**EXERCISE GOAL**
Edit the data below by changing "sneaker" to "shoe" wherever it appears, and leave everything else as it is.

[Object detection data]
────────
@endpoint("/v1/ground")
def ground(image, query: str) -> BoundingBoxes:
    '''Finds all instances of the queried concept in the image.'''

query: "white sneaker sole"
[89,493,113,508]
────────
**FINAL RESULT**
@endpoint("/v1/ground")
def ground(image, query: str) -> BoundingBoxes:
    '''Finds all instances of the queried concept in the image.'''

query: "white shoe sole"
[89,493,113,508]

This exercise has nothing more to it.